● Provided records:

#####

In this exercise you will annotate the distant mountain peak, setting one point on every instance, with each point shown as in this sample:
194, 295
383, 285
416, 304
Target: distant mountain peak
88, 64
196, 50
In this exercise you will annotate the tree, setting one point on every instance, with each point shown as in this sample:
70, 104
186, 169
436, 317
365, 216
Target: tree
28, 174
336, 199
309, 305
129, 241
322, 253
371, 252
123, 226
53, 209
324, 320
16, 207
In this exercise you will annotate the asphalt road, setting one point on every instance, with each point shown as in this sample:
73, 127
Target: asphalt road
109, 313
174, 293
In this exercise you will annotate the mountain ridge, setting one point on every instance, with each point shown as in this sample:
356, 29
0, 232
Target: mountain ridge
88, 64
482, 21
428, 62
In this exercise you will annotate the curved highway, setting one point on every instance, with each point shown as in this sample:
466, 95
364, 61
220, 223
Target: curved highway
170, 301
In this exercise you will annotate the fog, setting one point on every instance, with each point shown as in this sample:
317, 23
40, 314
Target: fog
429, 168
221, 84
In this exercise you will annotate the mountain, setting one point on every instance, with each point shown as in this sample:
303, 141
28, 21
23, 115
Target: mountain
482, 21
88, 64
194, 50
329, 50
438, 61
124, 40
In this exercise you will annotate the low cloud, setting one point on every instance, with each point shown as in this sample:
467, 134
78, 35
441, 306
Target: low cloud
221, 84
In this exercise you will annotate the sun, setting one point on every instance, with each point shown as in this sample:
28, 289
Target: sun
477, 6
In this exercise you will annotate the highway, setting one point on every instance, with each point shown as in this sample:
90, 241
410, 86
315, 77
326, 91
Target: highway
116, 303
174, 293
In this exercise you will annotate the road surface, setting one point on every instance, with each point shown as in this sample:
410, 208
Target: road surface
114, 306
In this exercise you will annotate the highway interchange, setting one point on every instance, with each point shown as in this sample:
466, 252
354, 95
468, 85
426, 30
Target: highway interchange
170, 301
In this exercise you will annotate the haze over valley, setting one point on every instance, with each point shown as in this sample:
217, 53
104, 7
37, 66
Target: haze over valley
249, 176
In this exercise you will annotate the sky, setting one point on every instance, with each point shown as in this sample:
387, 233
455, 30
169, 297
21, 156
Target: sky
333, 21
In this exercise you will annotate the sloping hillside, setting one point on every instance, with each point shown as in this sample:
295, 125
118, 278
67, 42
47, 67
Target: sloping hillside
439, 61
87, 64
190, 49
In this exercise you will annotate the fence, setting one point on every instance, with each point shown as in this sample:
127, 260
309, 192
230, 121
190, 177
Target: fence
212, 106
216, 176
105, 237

#####

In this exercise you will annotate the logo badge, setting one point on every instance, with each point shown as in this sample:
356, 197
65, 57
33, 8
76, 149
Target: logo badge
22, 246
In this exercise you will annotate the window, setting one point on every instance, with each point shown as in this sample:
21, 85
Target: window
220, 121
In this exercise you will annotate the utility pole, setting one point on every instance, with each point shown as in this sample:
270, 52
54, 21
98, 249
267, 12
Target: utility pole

#####

● Try it: Transcribe the records above exactly, beginning at the line that contains "Target: window" and ending with the line that contains "Target: utility pole", both included, and nothing else.

● Result for this task:
Target: window
220, 121
In this exercise you will annotate the utility pole, setting one point on every instance, with each point shown as in this sample:
270, 52
54, 21
98, 249
267, 12
Target: utility pole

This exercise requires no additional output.